(DATASET EXTRACT)
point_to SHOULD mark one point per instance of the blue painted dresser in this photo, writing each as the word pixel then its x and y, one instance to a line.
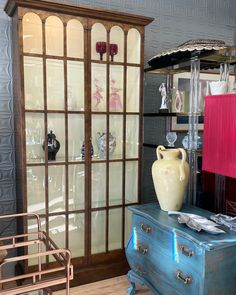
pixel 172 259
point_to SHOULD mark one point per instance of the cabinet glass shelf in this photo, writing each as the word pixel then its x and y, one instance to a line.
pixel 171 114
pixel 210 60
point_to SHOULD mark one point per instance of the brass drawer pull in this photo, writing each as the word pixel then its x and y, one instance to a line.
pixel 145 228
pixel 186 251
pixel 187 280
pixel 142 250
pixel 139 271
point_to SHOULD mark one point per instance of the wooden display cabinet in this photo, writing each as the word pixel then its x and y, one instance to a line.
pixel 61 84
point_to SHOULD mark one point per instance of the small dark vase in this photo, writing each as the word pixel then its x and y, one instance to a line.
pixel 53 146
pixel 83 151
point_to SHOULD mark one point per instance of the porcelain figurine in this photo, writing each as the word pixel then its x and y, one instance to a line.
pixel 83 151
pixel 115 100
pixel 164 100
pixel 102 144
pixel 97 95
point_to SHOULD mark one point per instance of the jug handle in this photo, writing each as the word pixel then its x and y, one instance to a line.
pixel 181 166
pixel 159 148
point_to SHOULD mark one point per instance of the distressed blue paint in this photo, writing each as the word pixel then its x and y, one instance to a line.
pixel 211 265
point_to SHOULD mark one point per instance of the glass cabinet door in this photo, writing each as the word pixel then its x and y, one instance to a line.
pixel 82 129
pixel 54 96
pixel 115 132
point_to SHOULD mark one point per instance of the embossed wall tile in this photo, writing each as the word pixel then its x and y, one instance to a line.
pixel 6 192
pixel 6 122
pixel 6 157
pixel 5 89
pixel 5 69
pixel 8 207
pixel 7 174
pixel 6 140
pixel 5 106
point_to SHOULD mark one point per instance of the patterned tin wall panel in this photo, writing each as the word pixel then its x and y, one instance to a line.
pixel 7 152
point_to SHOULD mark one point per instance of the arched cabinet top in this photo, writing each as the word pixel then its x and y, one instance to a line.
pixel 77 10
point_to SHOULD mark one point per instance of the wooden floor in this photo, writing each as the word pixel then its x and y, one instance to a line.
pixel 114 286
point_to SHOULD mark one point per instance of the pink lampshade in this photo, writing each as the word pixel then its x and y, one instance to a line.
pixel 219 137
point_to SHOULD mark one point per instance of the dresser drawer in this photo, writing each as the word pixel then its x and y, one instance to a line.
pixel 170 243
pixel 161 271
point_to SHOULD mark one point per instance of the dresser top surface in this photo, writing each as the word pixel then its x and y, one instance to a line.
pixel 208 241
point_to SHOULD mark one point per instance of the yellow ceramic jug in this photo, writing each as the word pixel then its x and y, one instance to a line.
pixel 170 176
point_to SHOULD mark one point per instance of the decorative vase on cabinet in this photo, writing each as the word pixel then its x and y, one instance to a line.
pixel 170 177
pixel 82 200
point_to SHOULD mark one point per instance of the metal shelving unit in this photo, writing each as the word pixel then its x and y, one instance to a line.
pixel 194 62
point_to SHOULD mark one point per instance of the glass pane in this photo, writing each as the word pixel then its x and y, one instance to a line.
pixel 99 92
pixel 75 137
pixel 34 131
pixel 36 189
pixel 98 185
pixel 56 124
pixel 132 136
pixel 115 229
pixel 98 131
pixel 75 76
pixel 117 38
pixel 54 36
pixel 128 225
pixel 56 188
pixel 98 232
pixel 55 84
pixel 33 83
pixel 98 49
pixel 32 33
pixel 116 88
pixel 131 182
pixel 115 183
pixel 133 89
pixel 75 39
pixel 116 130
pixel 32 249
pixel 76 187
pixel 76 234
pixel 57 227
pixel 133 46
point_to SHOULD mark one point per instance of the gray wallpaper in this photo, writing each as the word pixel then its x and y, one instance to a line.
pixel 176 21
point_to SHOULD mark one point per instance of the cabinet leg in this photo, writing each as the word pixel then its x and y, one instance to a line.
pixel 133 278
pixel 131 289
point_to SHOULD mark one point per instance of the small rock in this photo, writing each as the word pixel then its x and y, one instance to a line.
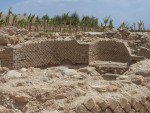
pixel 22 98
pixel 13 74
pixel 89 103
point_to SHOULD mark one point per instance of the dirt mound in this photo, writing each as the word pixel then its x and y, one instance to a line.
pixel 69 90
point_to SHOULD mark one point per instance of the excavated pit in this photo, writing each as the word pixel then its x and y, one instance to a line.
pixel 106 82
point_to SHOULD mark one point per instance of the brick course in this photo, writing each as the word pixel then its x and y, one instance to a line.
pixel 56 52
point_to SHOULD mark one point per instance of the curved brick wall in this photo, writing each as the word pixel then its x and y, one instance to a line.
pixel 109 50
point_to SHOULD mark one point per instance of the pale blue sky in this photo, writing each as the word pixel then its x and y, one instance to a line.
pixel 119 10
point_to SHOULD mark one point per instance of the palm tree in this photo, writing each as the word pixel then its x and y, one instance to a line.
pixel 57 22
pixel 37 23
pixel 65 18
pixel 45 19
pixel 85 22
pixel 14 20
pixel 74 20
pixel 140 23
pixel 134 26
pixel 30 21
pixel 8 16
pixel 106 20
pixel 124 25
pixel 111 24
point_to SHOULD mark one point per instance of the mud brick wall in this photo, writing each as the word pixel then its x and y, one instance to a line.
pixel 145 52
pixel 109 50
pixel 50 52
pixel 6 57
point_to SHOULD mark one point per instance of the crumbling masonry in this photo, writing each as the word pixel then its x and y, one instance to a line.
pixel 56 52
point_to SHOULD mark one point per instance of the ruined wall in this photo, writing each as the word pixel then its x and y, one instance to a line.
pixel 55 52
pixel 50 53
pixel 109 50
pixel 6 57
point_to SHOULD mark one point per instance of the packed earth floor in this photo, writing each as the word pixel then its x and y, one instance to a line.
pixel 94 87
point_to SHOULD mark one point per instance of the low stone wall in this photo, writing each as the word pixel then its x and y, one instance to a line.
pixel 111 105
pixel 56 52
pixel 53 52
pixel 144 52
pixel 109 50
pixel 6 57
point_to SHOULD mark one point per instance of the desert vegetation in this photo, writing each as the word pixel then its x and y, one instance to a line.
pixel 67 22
(End DATASET EXTRACT)
TASK BRIEF: Repeat each record exactly, with the pictures left out.

EXERCISE OUTPUT:
point_to SHOULD mark one point per instance of the blue painted dresser in this photo, writing each as the word pixel then its x and y, one instance to a line.
pixel 172 259
point_to SHOULD mark one point per instance of the cabinet glass shelf in this photo, writing each as the word pixel then its x and y, one instance to a line.
pixel 171 114
pixel 210 60
point_to SHOULD mark one point per instance of the brass drawer pull in this photo, writing each as the word pixel then its x and y, one instance to a line.
pixel 145 228
pixel 186 251
pixel 187 280
pixel 142 250
pixel 139 271
point_to SHOULD mark one point per instance of the wooden display cabinet in this photo, writing each as the word pixel then its x and y, one instance to a line.
pixel 61 84
point_to SHOULD mark one point per instance of the small dark vase in this photo, writing each as the word pixel then its x and y, one instance to a line.
pixel 53 146
pixel 83 151
point_to SHOULD mark one point per instance of the porcelain figurine in this photo, writing each as the word pixel then its x and y, one instance to a line.
pixel 83 151
pixel 115 100
pixel 164 100
pixel 102 144
pixel 97 95
point_to SHOULD mark one point per instance of the jug handle in this photo, writing each as the word pixel then its x and y, one instance to a line.
pixel 181 166
pixel 159 148
point_to SHOULD mark one point per instance of the distressed blue paint in this photo, writing each as the word pixel then its x and y, one instance to a line.
pixel 211 265
point_to SHOULD mark one point per instance of the glass cabinet door in this photo, writing each as the word pixel then its x and y, one instance to a line.
pixel 82 129
pixel 54 96
pixel 115 132
point_to SHOULD mark one point per instance of the embossed wall tile in this photo, writing each as the word pixel then its x and y, one instance to a line.
pixel 6 192
pixel 6 122
pixel 6 157
pixel 5 89
pixel 5 69
pixel 8 207
pixel 7 174
pixel 6 140
pixel 5 106
point_to SHOULD mark one point per instance of the patterned tin wall panel in this photo, writing each as the word pixel then its x and y, one instance to a line.
pixel 7 152
point_to SHOULD mark one point per instance of the arched cabinet top in this photo, writing each as the word pixel then its x and y, one instance to a line.
pixel 77 10
point_to SHOULD mark one point per instance of the wooden floor in this photo, writing each as the word pixel then its x and y, one instance to a line.
pixel 114 286
point_to SHOULD mark one point per instance of the pink lampshade in this photo, writing each as the word pixel then its x and y, one instance to a line.
pixel 219 137
point_to SHOULD mark one point per instance of the dresser drawer in this photo, writing each as the word pixel then its x and y, one instance to a line.
pixel 170 243
pixel 161 271
point_to SHOULD mark one point per instance of the dresser top surface in this photo, writing each as the word pixel then its x and y, one instance to a line.
pixel 208 241
point_to SHOULD mark one point per instance of the yellow ceramic jug in this photo, writing each as the word pixel then its x and y, one instance to a line.
pixel 170 176
point_to SHOULD mark one point per instance of the decorative vase on cabinet in this photo, writing each as the word pixel then its x and y, one instance to a line.
pixel 170 177
pixel 82 200
point_to SHOULD mark one point per instance of the metal shelving unit in this photo, writing each as the word pixel then its x and y, one instance to a line.
pixel 194 62
point_to SHOULD mark one point per instance of the glass pane in this photo, writing each as the word pixel then its x and y, one instance to a line.
pixel 99 92
pixel 75 137
pixel 34 131
pixel 36 189
pixel 98 185
pixel 56 124
pixel 132 136
pixel 115 229
pixel 98 131
pixel 75 76
pixel 117 38
pixel 54 36
pixel 128 225
pixel 56 188
pixel 98 232
pixel 55 84
pixel 33 83
pixel 98 49
pixel 32 33
pixel 116 88
pixel 131 182
pixel 115 183
pixel 133 89
pixel 75 39
pixel 116 130
pixel 32 249
pixel 76 187
pixel 76 234
pixel 57 227
pixel 133 46
point_to SHOULD mark one point per instance of the gray wallpaper in this photo, writing each as the word pixel then its x and y, one instance to a line.
pixel 176 21
point_to SHOULD mark one point per instance of the cabinet leg in this photo, writing each as the word pixel then its x and y, one instance to a line.
pixel 133 278
pixel 131 289
point_to SHOULD mark one point per instance of the small rock in this photo, writing each as the word pixel then its x and y, one instance to a line.
pixel 22 98
pixel 13 74
pixel 89 103
point_to SHOULD mark one point per instance of the dirt mound in this photo, writing each as the word pixel then its x and y, one instance to a line.
pixel 69 90
point_to SHOULD mark one point per instance of the excavated pit in this photo, writing each as the word pixel then its x and y, one instance to a line.
pixel 106 82
point_to SHOULD mark one point per instance of the brick course in this photo, writing each as the word pixel then its x and y, one instance to a line.
pixel 56 52
point_to SHOULD mark one point per instance of the curved brick wall in this photo, writing each as the word pixel then its x and y, one instance to a line.
pixel 109 50
point_to SHOULD mark one point per instance of the pale blue sky in this photo, writing each as the word pixel then its x and y, one instance to a line.
pixel 119 10
point_to SHOULD mark one point per instance of the palm tree in this photo, writing each as the word pixel then its x and y, one instance to a line.
pixel 57 22
pixel 37 23
pixel 65 18
pixel 45 19
pixel 85 22
pixel 14 20
pixel 74 20
pixel 140 23
pixel 134 26
pixel 30 21
pixel 8 16
pixel 106 20
pixel 124 25
pixel 111 24
point_to SHOULD mark one point per instance of the mud brick wall in this photo, writing each as the word pixel then its x and y, one instance to a line.
pixel 145 52
pixel 109 50
pixel 50 52
pixel 6 57
point_to SHOULD mark one point per instance of the crumbling masonry in this photo, writing each as the word pixel then its x and y, one instance to a line.
pixel 56 52
point_to SHOULD mark one point per instance of the ruined wall in this photo, writing each as the word pixel then its x and y, one instance to a line.
pixel 55 52
pixel 50 53
pixel 109 50
pixel 6 57
point_to SHOULD mark one point per instance of the packed earth floor in this photo, writing each as the word pixel then its x and y, one instance to a line.
pixel 94 87
point_to SHOULD mark one point per instance of the low stone wall in this photo, writing each as the word pixel then its x and y, one instance to a line.
pixel 111 105
pixel 56 52
pixel 53 52
pixel 144 52
pixel 109 50
pixel 6 57
point_to SHOULD mark one point per instance of the desert vegetation in this photo, writing each as the word pixel then its x and y, one instance to a line.
pixel 67 22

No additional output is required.